> _Task goal_: The entries that follow are to be duplicated in full, character for character.

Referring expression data
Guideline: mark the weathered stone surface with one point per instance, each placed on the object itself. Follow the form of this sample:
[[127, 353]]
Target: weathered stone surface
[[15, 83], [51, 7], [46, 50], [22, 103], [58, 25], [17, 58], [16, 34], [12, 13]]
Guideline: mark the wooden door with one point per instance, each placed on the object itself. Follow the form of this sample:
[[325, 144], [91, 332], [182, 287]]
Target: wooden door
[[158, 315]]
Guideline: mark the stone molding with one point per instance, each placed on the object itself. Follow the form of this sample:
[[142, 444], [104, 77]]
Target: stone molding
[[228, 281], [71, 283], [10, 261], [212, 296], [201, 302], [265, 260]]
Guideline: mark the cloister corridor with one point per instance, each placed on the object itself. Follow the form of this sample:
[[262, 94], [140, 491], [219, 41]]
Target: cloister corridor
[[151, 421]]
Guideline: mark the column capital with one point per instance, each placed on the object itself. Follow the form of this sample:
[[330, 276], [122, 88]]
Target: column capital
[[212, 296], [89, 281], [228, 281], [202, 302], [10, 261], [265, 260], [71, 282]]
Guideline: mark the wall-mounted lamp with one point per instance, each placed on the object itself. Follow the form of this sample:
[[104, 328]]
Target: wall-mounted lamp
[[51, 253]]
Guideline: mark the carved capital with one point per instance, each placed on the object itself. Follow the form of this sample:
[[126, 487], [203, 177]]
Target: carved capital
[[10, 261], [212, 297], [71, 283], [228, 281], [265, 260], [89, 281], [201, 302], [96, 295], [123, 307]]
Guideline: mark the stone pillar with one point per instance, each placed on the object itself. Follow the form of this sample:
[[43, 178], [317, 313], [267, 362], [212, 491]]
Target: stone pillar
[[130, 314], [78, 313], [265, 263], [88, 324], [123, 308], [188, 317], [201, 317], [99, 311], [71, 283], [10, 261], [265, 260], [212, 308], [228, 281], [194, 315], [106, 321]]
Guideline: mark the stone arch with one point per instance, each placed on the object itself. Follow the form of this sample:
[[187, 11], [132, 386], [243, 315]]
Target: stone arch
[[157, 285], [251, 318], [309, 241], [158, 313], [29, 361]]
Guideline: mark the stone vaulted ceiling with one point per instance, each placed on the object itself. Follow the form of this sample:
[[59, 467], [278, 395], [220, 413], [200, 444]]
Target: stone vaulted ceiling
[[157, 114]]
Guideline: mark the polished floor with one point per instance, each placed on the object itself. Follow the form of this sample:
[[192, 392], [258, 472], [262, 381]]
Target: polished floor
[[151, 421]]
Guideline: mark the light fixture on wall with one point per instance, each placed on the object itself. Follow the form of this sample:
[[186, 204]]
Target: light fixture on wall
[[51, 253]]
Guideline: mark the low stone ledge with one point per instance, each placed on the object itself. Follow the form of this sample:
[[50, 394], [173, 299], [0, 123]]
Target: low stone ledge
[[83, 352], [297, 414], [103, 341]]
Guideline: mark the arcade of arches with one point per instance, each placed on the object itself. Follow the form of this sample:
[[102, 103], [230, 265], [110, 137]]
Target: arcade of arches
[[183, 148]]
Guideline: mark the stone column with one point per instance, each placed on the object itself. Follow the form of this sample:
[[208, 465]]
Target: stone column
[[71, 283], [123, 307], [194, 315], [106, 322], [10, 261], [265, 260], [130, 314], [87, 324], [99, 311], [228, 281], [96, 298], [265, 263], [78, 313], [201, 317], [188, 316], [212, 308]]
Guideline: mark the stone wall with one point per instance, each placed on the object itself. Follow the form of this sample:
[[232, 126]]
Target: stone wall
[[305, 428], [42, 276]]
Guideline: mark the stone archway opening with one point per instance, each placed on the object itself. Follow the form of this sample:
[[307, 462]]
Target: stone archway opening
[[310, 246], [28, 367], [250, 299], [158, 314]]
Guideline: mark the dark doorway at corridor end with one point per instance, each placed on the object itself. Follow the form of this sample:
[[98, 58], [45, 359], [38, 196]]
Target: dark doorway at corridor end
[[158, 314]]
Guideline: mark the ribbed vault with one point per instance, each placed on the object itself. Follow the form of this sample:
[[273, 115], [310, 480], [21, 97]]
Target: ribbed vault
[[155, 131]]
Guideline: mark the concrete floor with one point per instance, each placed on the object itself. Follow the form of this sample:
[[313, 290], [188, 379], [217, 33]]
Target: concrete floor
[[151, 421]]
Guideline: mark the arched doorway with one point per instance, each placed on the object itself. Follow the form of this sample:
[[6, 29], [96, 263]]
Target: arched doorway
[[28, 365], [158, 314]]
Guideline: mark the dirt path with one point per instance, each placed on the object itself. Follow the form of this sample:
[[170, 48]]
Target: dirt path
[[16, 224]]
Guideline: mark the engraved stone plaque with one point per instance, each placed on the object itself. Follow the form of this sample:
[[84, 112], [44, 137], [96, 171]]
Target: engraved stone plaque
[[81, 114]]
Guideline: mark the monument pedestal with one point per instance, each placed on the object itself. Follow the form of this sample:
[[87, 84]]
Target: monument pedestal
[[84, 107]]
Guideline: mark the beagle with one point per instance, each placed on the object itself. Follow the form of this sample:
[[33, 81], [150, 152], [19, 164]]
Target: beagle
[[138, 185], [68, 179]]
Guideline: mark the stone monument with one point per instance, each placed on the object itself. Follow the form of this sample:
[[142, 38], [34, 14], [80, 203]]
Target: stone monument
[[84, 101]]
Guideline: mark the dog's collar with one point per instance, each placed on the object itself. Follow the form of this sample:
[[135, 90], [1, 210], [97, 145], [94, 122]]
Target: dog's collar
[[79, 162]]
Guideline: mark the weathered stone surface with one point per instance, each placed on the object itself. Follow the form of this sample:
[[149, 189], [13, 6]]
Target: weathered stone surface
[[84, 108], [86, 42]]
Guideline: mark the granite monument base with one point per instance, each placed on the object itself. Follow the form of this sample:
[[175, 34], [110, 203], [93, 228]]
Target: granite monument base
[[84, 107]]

> _Worked solution_:
Guideline: mark the weathered stone surface with one point per instance, each placed on the object itself. Follow the form of this sample:
[[127, 353]]
Target: weathered stone surface
[[15, 83], [51, 7], [46, 50], [22, 103], [58, 25], [17, 58], [16, 34], [12, 13]]
Guideline: mark the wooden door with one point per instance, each placed on the object itself. Follow the form of this sample:
[[325, 144], [91, 332], [182, 287]]
Target: wooden door
[[158, 315]]
Guideline: mark the stone molding with one point per instance, each placed on the object itself. Follow the form of this sample:
[[142, 444], [104, 77]]
Target: stone molding
[[228, 281], [71, 283], [10, 261], [212, 296], [201, 302], [265, 260]]
Guideline: mark the cloister corridor with one point per instance, each placed on the object itself. Follow the form of this sample:
[[262, 94], [140, 491], [219, 41]]
Target: cloister corridor
[[151, 421]]
Guideline: mark the column capital with one point per instance, each placed on the object itself. Follow the form of this sample:
[[330, 276], [122, 88]]
Target: column capital
[[212, 296], [89, 281], [228, 281], [202, 302], [10, 261], [265, 260], [71, 282]]
Guideline: mark the wall-mounted lamp with one point per instance, each placed on the object itself. Follow the form of this sample:
[[104, 328]]
Target: wall-mounted lamp
[[51, 253]]
Guideline: mark the carved capital with one point per instance, each placed on the object itself. Follow the form of this sample:
[[126, 487], [203, 177]]
Target: carved capital
[[10, 261], [212, 297], [71, 283], [228, 281], [265, 260], [89, 281], [201, 302], [96, 295], [123, 307]]
Guideline: mark the stone pillar with one point per instance, each placed on the object itself. Follow the form of this sample:
[[43, 178], [317, 313], [267, 362], [212, 491]]
Target: stone pillar
[[130, 314], [78, 313], [265, 263], [88, 324], [123, 308], [188, 317], [201, 317], [99, 311], [71, 283], [10, 261], [265, 260], [212, 308], [228, 281], [194, 315], [106, 321]]
Guideline: mark the stone arch with one point per instance, each placed on the object itself. Follow the form of this sample:
[[187, 11], [132, 386], [243, 315]]
Target: stone arch
[[157, 285], [251, 318], [309, 241], [158, 313], [29, 361]]
Guideline: mark the stone vaulted ceiling with one point per instance, each placed on the object itself. Follow the form of this sample:
[[59, 467], [278, 395], [220, 413], [200, 444]]
Target: stone vaulted ceiling
[[157, 114]]
Guideline: mark the polished floor with one point per instance, each placed on the object itself. Follow the form of this sample:
[[192, 392], [258, 472], [262, 381]]
Target: polished floor
[[151, 421]]
Guideline: mark the light fixture on wall with one point per instance, each placed on the object itself. Follow the form of this sample:
[[186, 204]]
Target: light fixture on wall
[[51, 253]]
Guideline: mark the low stone ledge with one point per instance, each placed on the object itself. Follow the form of this sample:
[[50, 394], [173, 299], [0, 123]]
Target: low stone ledge
[[83, 352], [297, 414], [103, 341]]
Guideline: mark the arcade of arches with one point per instance, each placed on the object itself. Follow the form of this sample:
[[102, 103], [230, 265], [110, 137]]
Target: arcade of arches
[[183, 148]]
Guideline: mark the stone column with one point per instance, each placed on the object itself. Follow the form of this sample:
[[208, 465]]
Target: stone column
[[71, 283], [123, 307], [194, 315], [106, 322], [10, 261], [265, 260], [130, 314], [87, 324], [99, 311], [228, 281], [96, 298], [265, 263], [78, 313], [201, 317], [188, 316], [212, 308]]
Guideline: mark the stone wall with one point per instance, each placed on the object itself. Follow the form of this sample:
[[232, 126]]
Target: stone wall
[[305, 428], [42, 276]]
Guideline: mark the stone archway opening with one point per instance, each placed on the object itself. Follow the form of this sample:
[[307, 462]]
Target: stone archway opening
[[310, 246], [28, 367], [250, 299], [158, 314]]
Guideline: mark the dark doorway at corridor end with one point per instance, each placed on the object itself. Follow the form of this sample:
[[98, 58], [45, 359], [38, 196]]
Target: dark doorway at corridor end
[[158, 314]]
Guideline: mark the ribbed vault with one point per instance, each placed on the object itself. Follow the form of this sample:
[[273, 115], [310, 480], [21, 97]]
Target: ribbed vault
[[155, 131]]
Guideline: mark the concrete floor with one point per instance, each placed on the object itself. Follow the form of this sample:
[[313, 290], [188, 379], [217, 33]]
Target: concrete floor
[[151, 421]]
Guideline: mark the arched doorway with one point per instance, each placed on the object itself. Follow the form of this sample:
[[6, 29], [96, 263]]
Target: arched doorway
[[28, 365], [158, 314]]
Guideline: mark the dirt path with one point per instance, each placed on the object itself. Follow the form of this sample:
[[170, 48]]
Target: dirt path
[[16, 224]]
Guideline: mark the engraved stone plaque with one point per instance, each placed on the object itself. Follow the form of this sample:
[[84, 112], [44, 137], [96, 171]]
Target: engraved stone plaque
[[81, 114]]
Guideline: mark the monument pedestal with one point per instance, each placed on the object itself. Follow the form of this sample:
[[87, 84]]
Target: monument pedestal
[[84, 107]]
Guideline: mark the beagle with one point per instance, each placed on the object itself. Follow the form of this sample:
[[33, 81], [150, 152], [19, 164]]
Target: beagle
[[138, 185], [68, 179]]
Guideline: mark the stone monument with one point per instance, each placed on the object itself. Follow the form of this sample:
[[142, 38], [34, 14], [80, 203]]
Target: stone monument
[[84, 101]]
Guideline: mark the dog's collar with one point per instance, each placed on the object itself. Follow the form of this sample:
[[135, 90], [1, 210], [97, 145], [94, 122]]
Target: dog's collar
[[79, 162]]
Guideline: mark the weathered stone surface with one point per instance, each placed on the object itself. Follow the form of this sample:
[[149, 189], [13, 6]]
Target: weathered stone surface
[[84, 108], [86, 42]]
Guideline: mark the granite monument base with one point per instance, each placed on the object itself. Follow the form of this sample:
[[175, 34], [110, 203], [93, 228]]
Target: granite monument base
[[84, 107]]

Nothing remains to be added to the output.